=== Records supplied ===
-*-

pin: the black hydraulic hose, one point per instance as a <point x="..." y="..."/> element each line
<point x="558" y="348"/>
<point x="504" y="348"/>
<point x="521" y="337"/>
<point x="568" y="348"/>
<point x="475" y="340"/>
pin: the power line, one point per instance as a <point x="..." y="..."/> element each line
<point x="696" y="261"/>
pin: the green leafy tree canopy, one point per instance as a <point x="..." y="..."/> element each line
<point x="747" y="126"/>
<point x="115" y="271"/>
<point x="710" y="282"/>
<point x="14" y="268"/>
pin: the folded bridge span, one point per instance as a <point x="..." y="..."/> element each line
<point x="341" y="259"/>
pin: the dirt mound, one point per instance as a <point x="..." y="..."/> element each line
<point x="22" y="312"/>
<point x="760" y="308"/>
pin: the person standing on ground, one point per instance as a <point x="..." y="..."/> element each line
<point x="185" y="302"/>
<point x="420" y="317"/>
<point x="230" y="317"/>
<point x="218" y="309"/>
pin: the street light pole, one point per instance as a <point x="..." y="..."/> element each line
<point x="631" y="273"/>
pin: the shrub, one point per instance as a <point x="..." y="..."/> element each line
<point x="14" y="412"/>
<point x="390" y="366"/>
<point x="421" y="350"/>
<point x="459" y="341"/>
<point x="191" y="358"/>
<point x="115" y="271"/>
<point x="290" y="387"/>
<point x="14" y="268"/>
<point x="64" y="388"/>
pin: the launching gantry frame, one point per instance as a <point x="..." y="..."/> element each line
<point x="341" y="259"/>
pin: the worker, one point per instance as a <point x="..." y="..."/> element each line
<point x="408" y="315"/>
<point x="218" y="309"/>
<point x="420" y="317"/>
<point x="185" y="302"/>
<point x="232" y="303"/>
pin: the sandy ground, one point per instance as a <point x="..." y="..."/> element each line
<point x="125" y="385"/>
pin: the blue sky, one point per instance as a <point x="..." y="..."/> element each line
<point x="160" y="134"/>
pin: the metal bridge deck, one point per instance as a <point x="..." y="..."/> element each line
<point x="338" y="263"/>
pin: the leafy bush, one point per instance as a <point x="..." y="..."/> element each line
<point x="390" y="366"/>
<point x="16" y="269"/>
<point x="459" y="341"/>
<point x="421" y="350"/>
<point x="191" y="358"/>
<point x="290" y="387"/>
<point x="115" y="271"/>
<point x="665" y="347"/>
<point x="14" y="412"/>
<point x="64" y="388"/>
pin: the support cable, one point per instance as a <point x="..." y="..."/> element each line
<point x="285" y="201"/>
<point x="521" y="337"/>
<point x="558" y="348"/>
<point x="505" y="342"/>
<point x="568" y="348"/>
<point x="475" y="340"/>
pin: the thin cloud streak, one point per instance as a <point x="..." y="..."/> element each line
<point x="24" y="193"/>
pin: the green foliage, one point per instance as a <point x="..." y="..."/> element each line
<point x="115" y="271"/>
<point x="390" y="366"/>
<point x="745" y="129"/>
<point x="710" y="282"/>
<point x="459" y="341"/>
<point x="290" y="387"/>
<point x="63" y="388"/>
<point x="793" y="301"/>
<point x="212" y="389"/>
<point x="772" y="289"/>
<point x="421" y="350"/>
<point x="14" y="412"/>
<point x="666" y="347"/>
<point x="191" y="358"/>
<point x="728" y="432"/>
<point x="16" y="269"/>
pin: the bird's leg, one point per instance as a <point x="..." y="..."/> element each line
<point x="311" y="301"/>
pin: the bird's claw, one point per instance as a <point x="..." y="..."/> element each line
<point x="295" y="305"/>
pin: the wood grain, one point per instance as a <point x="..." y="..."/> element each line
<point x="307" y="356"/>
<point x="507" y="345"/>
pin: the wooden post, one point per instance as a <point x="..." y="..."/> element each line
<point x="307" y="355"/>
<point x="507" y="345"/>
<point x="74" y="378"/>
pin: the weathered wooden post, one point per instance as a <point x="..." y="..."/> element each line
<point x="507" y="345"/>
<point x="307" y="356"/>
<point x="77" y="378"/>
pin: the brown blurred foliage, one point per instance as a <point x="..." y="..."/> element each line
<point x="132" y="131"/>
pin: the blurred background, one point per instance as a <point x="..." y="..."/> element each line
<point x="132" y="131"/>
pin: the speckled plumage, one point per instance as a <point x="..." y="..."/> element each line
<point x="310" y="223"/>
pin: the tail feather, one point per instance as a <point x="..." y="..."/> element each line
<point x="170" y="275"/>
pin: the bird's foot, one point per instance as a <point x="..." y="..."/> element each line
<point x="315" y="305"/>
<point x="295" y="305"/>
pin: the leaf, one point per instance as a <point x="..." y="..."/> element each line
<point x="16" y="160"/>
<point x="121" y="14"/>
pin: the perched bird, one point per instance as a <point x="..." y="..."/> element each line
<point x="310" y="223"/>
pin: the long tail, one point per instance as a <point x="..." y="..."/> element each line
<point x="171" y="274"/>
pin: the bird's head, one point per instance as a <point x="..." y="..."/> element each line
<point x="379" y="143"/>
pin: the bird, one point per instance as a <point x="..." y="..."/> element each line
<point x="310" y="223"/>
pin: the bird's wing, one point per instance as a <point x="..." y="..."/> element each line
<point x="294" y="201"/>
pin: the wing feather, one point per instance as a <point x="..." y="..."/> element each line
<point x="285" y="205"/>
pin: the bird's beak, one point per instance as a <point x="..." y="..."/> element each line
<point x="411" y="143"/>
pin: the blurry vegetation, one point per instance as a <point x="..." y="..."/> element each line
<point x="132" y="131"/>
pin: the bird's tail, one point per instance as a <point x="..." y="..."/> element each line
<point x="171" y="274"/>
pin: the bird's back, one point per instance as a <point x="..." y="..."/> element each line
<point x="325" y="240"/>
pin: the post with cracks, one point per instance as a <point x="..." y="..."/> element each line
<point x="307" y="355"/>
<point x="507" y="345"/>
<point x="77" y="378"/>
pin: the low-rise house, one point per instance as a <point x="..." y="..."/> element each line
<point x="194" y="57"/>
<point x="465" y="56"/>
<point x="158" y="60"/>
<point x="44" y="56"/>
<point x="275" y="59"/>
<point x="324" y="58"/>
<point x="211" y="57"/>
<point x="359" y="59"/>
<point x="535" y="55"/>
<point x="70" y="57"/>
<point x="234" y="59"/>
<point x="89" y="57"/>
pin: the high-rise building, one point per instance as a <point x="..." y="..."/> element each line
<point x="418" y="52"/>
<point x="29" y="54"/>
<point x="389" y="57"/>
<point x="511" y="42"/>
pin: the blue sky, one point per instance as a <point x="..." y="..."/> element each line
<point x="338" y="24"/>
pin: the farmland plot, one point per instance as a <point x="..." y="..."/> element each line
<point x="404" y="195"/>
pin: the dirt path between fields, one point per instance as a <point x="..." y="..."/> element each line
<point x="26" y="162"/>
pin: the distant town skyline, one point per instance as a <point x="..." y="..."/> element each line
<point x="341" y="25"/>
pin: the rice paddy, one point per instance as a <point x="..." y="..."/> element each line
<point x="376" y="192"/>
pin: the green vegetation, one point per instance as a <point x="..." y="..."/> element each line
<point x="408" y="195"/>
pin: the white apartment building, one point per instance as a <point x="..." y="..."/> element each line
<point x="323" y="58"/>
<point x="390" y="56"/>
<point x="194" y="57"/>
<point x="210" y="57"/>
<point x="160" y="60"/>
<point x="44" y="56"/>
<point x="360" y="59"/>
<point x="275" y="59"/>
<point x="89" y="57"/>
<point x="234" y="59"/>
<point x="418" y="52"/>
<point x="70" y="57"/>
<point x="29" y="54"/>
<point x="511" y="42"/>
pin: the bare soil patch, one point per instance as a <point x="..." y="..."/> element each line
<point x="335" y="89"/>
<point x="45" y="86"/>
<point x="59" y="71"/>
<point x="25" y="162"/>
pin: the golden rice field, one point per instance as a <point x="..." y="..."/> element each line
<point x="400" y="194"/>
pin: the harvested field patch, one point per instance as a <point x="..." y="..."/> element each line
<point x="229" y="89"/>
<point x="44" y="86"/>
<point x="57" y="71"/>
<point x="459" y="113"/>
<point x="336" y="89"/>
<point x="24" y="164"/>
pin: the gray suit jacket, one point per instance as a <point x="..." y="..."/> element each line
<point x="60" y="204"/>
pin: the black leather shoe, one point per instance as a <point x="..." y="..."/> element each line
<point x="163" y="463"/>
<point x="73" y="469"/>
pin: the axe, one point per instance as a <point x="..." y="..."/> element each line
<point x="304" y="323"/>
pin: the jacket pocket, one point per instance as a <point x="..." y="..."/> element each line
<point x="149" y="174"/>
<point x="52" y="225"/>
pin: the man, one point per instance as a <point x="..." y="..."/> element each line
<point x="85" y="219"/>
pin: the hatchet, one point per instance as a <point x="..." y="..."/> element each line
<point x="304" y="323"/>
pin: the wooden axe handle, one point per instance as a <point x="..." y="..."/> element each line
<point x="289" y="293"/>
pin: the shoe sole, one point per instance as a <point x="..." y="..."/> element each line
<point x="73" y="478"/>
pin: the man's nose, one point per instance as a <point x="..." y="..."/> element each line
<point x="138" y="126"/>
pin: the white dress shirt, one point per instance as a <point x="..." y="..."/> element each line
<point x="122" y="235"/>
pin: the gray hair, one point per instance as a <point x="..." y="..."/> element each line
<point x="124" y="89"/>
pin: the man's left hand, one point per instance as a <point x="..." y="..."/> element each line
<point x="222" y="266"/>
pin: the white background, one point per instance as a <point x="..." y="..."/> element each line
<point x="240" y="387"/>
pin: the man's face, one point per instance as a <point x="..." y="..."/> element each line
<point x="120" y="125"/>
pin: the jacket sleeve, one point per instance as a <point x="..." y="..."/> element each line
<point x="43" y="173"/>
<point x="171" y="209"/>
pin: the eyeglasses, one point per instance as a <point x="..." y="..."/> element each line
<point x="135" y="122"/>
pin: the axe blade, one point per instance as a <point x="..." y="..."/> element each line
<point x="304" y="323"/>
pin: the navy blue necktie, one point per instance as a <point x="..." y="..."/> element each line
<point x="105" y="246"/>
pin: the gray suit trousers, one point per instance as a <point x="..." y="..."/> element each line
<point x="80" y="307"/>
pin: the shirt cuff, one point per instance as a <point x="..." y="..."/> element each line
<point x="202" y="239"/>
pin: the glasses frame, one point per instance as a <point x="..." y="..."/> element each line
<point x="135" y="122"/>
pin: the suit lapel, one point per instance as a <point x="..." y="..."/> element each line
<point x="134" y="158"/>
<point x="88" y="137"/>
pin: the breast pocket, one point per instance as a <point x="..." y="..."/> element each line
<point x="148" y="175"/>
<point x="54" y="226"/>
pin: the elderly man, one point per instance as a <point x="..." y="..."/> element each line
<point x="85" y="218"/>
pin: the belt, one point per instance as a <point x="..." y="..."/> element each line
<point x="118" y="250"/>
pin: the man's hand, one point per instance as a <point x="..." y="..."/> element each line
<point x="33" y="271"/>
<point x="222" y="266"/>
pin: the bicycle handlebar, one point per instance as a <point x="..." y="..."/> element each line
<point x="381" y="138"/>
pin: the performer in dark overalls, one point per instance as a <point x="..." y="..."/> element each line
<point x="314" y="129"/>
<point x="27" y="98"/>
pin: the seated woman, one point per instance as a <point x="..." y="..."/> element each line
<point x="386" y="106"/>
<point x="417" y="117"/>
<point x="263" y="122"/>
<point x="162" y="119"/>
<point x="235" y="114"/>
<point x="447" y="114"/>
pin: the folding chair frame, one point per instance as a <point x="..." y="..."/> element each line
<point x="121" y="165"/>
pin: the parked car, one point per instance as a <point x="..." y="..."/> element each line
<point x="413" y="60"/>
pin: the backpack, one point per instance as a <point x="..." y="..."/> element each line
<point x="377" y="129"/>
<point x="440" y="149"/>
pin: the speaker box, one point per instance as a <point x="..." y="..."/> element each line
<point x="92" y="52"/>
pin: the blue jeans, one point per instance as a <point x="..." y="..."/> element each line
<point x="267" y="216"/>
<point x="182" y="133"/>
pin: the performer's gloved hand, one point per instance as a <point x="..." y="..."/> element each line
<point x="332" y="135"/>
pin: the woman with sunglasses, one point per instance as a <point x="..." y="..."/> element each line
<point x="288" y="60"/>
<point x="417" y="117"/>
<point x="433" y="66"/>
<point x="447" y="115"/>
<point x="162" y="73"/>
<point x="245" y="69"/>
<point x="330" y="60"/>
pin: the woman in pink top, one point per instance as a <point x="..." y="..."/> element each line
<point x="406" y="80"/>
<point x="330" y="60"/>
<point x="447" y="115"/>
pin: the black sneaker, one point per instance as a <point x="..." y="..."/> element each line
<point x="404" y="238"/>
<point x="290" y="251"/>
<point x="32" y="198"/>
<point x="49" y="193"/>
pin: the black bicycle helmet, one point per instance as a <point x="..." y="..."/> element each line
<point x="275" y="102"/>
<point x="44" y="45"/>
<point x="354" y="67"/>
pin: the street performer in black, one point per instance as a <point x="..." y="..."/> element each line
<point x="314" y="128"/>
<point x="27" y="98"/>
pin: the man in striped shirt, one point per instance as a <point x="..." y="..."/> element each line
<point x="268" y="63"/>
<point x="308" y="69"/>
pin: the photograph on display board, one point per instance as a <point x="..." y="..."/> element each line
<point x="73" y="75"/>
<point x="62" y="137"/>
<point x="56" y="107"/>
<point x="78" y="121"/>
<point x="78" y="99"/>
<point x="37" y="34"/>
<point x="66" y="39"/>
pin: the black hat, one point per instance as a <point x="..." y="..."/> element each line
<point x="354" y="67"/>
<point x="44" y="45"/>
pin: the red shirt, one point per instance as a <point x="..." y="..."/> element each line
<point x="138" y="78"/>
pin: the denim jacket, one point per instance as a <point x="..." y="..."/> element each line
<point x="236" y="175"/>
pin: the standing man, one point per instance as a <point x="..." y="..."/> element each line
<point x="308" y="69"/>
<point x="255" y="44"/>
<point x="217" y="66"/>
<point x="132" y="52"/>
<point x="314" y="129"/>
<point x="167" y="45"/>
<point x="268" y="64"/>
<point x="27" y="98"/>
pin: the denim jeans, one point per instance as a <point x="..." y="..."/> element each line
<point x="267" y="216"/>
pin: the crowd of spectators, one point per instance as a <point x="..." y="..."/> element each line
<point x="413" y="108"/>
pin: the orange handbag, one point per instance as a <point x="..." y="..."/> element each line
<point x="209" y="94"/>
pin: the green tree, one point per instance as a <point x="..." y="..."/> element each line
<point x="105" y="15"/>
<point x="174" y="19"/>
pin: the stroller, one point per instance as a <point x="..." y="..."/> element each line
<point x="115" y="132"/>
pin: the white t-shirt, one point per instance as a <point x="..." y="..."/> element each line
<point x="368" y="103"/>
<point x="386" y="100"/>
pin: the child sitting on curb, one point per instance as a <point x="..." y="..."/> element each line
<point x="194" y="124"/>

-*-

=== Prompt ===
Return, unchanged, each line from the line containing "pin: the red" through the last line of the material.

=== Exercise result ===
pin: the red shirt, one point per instance as a <point x="..." y="..."/> element each line
<point x="138" y="78"/>
pin: the denim jacket, one point per instance as a <point x="..." y="..."/> element each line
<point x="236" y="175"/>
pin: the standing man, one point per instance as a <point x="..." y="..."/> element each line
<point x="308" y="69"/>
<point x="255" y="44"/>
<point x="217" y="66"/>
<point x="132" y="52"/>
<point x="314" y="129"/>
<point x="167" y="45"/>
<point x="268" y="64"/>
<point x="27" y="98"/>
pin: the denim jeans, one point per instance as a <point x="..." y="..."/> element each line
<point x="267" y="216"/>
pin: the crowd of spectators, one point per instance as a <point x="..." y="..."/> element each line
<point x="413" y="108"/>
pin: the orange handbag, one point per instance as a <point x="..." y="..."/> element each line
<point x="209" y="94"/>
pin: the green tree, one point per instance as a <point x="..." y="..."/> element each line
<point x="105" y="15"/>
<point x="174" y="19"/>
pin: the stroller, one point per instance as a <point x="..." y="..."/> element each line
<point x="115" y="132"/>
pin: the white t-shirt, one point per instance as a <point x="..." y="..."/> element each line
<point x="368" y="103"/>
<point x="386" y="100"/>
pin: the child sitting on curb, one point per instance as a <point x="..." y="..."/> element each line
<point x="194" y="124"/>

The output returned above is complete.